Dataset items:
──────────────────────────────
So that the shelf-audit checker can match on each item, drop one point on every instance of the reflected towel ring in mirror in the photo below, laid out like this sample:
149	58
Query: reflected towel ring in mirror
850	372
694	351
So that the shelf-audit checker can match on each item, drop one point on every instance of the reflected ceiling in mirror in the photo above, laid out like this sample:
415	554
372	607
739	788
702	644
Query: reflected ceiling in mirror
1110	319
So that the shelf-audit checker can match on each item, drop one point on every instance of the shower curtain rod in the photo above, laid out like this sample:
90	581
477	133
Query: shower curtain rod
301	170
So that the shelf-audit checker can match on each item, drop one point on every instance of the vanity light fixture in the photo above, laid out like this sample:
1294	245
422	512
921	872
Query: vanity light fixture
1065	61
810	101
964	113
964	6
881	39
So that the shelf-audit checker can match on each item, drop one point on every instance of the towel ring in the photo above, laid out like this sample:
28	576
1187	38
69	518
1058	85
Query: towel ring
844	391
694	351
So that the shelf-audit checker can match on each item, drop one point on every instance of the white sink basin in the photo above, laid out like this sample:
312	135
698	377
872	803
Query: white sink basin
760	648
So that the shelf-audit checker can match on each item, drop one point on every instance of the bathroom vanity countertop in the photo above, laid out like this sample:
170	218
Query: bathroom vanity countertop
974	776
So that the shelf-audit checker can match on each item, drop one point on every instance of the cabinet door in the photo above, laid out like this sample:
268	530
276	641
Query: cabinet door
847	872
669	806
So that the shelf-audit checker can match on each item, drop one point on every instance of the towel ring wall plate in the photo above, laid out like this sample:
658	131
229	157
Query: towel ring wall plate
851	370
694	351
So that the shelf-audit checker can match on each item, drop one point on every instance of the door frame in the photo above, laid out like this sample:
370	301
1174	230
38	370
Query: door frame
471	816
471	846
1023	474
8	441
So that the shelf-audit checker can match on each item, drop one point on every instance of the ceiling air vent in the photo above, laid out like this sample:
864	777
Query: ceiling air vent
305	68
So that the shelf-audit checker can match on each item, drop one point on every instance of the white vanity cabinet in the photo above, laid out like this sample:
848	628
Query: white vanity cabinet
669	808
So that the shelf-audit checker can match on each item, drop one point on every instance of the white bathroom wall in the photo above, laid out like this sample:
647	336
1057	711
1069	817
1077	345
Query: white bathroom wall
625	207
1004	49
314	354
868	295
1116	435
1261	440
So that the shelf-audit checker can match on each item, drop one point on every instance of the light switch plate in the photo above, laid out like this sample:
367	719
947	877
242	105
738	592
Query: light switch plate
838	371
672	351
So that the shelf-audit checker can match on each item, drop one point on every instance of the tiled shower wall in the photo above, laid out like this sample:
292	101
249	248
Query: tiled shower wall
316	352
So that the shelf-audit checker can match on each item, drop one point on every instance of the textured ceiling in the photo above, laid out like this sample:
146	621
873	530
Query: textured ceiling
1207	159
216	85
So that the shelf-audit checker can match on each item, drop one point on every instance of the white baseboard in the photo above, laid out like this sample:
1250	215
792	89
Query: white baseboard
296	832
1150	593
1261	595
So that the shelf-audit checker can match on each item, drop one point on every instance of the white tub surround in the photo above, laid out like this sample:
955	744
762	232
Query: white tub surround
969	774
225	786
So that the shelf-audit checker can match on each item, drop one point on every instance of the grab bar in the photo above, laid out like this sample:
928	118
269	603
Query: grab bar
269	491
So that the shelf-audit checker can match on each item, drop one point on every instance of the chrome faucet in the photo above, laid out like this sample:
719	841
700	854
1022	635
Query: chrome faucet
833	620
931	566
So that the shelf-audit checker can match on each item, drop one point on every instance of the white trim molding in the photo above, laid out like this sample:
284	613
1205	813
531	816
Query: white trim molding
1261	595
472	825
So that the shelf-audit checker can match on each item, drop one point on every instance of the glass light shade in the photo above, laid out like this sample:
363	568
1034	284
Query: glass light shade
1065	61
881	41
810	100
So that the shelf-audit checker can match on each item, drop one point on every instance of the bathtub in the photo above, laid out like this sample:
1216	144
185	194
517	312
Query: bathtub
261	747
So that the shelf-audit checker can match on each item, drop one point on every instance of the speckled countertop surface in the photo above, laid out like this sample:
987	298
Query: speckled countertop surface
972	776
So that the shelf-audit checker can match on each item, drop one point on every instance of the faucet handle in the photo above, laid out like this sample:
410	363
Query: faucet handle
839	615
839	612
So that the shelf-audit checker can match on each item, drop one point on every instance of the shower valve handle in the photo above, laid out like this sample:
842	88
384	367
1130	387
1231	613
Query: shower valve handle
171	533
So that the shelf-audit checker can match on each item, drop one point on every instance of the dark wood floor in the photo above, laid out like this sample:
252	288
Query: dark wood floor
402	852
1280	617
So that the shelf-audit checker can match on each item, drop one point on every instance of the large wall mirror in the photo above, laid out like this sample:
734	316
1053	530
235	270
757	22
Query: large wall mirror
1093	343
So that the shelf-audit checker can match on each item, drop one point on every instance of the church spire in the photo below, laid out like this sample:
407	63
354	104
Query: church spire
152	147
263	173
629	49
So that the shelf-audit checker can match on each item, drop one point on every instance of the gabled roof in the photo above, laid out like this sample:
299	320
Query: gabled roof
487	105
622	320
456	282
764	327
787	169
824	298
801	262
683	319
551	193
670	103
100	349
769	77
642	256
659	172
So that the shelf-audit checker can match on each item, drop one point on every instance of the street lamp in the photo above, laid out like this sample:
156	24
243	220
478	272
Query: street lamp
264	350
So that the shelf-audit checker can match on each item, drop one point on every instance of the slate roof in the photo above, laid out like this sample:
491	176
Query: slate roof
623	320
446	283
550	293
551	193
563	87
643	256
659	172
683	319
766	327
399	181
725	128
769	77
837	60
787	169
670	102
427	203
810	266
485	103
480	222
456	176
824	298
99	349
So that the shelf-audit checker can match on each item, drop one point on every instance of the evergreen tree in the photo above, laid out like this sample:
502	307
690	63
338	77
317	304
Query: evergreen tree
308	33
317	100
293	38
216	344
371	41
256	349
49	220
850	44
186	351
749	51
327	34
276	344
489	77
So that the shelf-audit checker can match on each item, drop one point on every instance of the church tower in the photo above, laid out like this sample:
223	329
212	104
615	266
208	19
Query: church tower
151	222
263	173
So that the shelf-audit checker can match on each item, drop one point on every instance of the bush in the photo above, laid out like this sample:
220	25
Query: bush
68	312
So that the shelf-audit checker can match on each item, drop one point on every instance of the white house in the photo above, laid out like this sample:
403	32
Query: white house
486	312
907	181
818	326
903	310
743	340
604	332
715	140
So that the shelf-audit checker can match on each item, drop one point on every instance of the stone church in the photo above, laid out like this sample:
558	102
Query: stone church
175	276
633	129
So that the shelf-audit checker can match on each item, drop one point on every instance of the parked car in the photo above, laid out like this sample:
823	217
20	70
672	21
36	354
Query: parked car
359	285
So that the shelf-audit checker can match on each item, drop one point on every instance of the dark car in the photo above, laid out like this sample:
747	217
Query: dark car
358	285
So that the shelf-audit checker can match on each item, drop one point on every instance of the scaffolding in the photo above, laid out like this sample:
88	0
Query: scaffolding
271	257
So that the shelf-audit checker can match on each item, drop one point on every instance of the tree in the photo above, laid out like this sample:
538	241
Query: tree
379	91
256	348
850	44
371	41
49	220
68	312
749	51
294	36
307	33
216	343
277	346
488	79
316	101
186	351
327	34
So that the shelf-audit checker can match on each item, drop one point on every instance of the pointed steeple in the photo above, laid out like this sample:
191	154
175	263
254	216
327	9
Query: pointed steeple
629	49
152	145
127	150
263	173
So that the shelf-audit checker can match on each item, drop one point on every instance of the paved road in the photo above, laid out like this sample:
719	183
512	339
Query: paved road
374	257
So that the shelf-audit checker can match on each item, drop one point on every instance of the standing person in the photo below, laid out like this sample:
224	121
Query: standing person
──────────────────────────────
Problem description:
Reproduce every one of the records above word for word, keeping each line as it stands.

Correct answer:
So that the shelf-audit checker can match on each item, drop one point on every instance of the reflected towel ring in mirror in the photo below, laid out like this sample:
149	58
Query: reflected towel ring in mirror
850	372
694	351
So that the shelf-audit checker can match on each item, drop one point on every instance of the reflected ceiling in mirror in the photo above, laid out like this sample:
415	554
372	607
739	788
702	644
Query: reflected ceiling in mirror
1110	319
So that the shelf-audit checker can match on each item, drop one point on every instance of the shower curtain rod in the photo above, laid out like this sample:
90	581
477	133
Query: shower curtain rod
301	170
So that the shelf-audit checker can match on each item, drop one point on every instance of the vanity light fixture in the photo above, laid out like this sample:
1294	245
422	512
921	872
Query: vanity light fixture
1065	61
810	101
964	113
964	6
881	39
So that the shelf-audit checker can match on each item, drop one point on every instance of the towel ring in the photo above, laid out like this sample:
28	576
1187	38
69	518
1058	85
Query: towel ring
844	391
694	351
So that the shelf-audit checker can match on each item, drop one point on every instance of the white sink basin in the photo above, laid out like this sample:
312	135
698	377
872	803
Query: white sink basin
760	648
So that the shelf-audit checker can match on each item, drop one point on every instance of the bathroom vanity countertop in the photo above, laid out like this sample:
170	218
Query: bathroom vanity countertop
974	776
So that the shelf-audit checker can match on each item, drop one point on every instance of the cabinet door in the photo above, laid out like this sample:
268	530
276	641
Query: cabinet door
847	872
669	806
So that the shelf-audit checker can match on each item, drop one point on every instance of the towel ring wall plate in the photo above, laid out like this sample:
658	131
229	157
Query: towel ring wall plate
851	370
694	351
So that the shelf-audit checker can match on each item, drop one point on every instance of the door frame in the photo above, laid out like this sample:
370	301
1174	230
38	370
Query: door frame
471	816
471	846
1023	474
8	441
So that the shelf-audit checker can match on each item, drop one point on every instance of the ceiling air vent in the photo above, laid out like this sample:
864	777
Query: ceiling air vent
305	68
So that the shelf-audit checker can match on each item, drop one point on every instance of the white vanity cabinet in the photo above, laid out like this sample:
848	628
Query: white vanity cabinet
669	808
So that the shelf-audit checker can match on each item, drop one point on every instance of the white bathroom wall in the photo above, laid out like this sample:
647	336
1057	711
1069	817
1077	345
Query: white bathroom wall
625	207
1004	49
314	354
868	295
1116	435
1261	440
So that the shelf-audit checker can match on each item, drop one point on every instance of the light switch plate in the photo above, laid out like this sample:
367	719
947	877
242	105
738	592
Query: light switch plate
838	371
672	351
So that the shelf-audit checker can match on each item, drop one point on every instance of the tiled shower wall in the photo above, laid out like this sample:
292	101
249	248
Query: tiled shower wall
316	352
So that the shelf-audit checker can match on each item, drop one point on every instance of the textured ceiling in the photo above, laid out like this sample:
146	621
873	530
Query: textured ceiling
1207	159
216	85
So that the shelf-audit checker can match on each item, drop one point on every instance of the white baseboard in the photo above, laid out like this sample:
1250	215
792	89
Query: white baseboard
296	832
1150	593
1261	595
So that the shelf-audit checker can match on each item, drop one point on every instance of the white tub surround in the photo above, laid out like this sample:
955	744
762	232
Query: white tub surround
969	774
225	786
So that the shelf-audit checker can match on each item, drop one point on every instance of the grab bar in the photo above, laid out like this sample:
928	118
269	603
Query: grab bar
269	491
So that the shelf-audit checker can match on each item, drop one point on every instance of the chrome faucet in the photo above, laid out like this sample:
719	841
700	854
1022	635
Query: chrome faucet
833	620
931	566
So that the shelf-audit checker can match on each item, drop one point on every instance of the white trim molding in the photo above, laid out like this sample:
284	613
1205	813
531	816
Query: white trim molding
1261	595
472	825
So that the shelf-audit checker can match on each item, drop one point on every instance of the glass light shade in the photo above, laid out like this sample:
363	568
1034	284
Query: glass light shade
1065	61
881	41
810	100
So that the shelf-audit checker can match on each item, drop one point on every instance of the bathtub in the photo above, laid out like this sample:
1216	144
185	194
517	312
Query: bathtub
261	747
So that the shelf-audit checker can match on each item, drop one point on every instance of the speckled countertop surface in the photo above, laid out like this sample:
987	298
Query: speckled countertop surface
972	776
So that the shelf-audit checker can match on each item, drop one point on every instance of the faucet handle in the photo above, laid out like this sample:
410	363
Query: faucet handle
839	615
839	612
So that the shelf-audit checker can match on each item, drop one point on every instance of the shower valve handle in the photo above, laid out like this sample:
842	88
384	367
1130	387
1231	613
Query: shower valve handle
171	533
So that the shelf-audit checker can match on each item, drop one point on every instance of the dark wood floor in the photo above, laid out like this sample:
252	288
Query: dark wood floor
402	852
1280	617
So that the shelf-audit checker can match on each item, drop one point on every instance of the large wall mirror in the photo above, laid out like this sample:
734	316
1053	530
235	270
757	22
Query: large wall mirror
1093	343
So that the shelf-audit checker can match on each item, drop one point on every instance of the church spire in the photo below, laid out like this sample:
407	63
354	104
Query: church spire
152	147
263	173
629	49
So that the shelf-audit checker can match on each item, drop one point on every instance of the gabled roof in the photo above, laid out like this sample:
299	320
Query: gabled roof
487	105
622	320
456	282
764	327
787	169
824	298
801	262
683	319
551	193
670	103
100	349
769	77
642	256
659	172
So that the shelf-audit checker can match on each item, drop one point on every instance of the street lamp in the photo above, laid out like this sample:
156	24
243	220
478	272
Query: street lamp
264	350
So that the shelf-audit checker can match on each item, drop one point on every instance of the slate roof in the photo above, laid out like this sample:
491	176
Query: slate roof
623	320
446	283
550	293
551	193
563	87
643	256
659	172
683	319
766	327
399	181
725	128
769	77
837	60
787	169
670	102
427	203
810	266
485	103
480	222
456	176
824	298
99	349
So that the shelf-audit checker can match on each item, drop one point on every instance of the evergreen tree in the photo above, laid out like this sample:
502	307
690	63
338	77
317	304
Query: evergreen tree
308	33
317	100
293	38
216	344
371	41
256	349
49	220
850	44
186	351
749	51
327	34
276	344
489	77
So that the shelf-audit checker can match on each item, drop one point on every instance of the church tower in the photo above, laid out like this sample:
223	329
212	104
615	266
208	19
Query: church tower
151	222
263	173
So that the shelf-audit checker can match on each item, drop one point on every instance of the bush in the photo above, laid out like this sample:
220	25
Query: bush
68	312
So that the shelf-audit checker can match on each item, drop one point on every instance of the white house in the photo above, laid out like this sample:
403	32
Query: white house
486	312
907	181
818	326
903	310
743	340
604	332
715	140
So that the shelf-audit checker can match on each item, drop one point on every instance of the stone church in the photo above, laid out like this sample:
558	102
Query: stone church
175	276
633	129
So that the shelf-audit checker can match on each item, drop one point on every instance of the parked car in the photo above, laid out like this sample:
823	217
20	70
672	21
36	354
Query: parked car
359	285
So that the shelf-audit checker can match on each item, drop one point on every instance of the dark car in the photo above, laid out like this sample:
747	217
Query: dark car
358	285
So that the shelf-audit checker can match on each item, drop one point on every instance of the scaffolding in the photo above, laid out like this sample:
88	0
Query: scaffolding
271	257
So that the shelf-audit checker can match on each item, drop one point on every instance of the tree in the photo above, laid out like this sample:
538	241
Query: tree
379	91
256	348
850	44
371	41
49	220
68	312
749	51
294	36
307	33
216	343
277	346
488	79
316	101
186	351
327	34
So that the shelf-audit checker can match on each item, drop one point on every instance of the pointed steeple in the photo above, laid out like this sample:
191	154
175	263
254	216
327	9
Query: pointed steeple
629	49
152	145
127	150
263	173
So that the shelf-audit checker can match on each item, drop one point on every instance of the paved road in the photo above, laid out like this sample:
719	183
512	339
Query: paved road
374	257
So that the shelf-audit checker can match on each item, drop one point on every instance of the standing person in the photo below, laid out like this sample:
224	121
Query: standing person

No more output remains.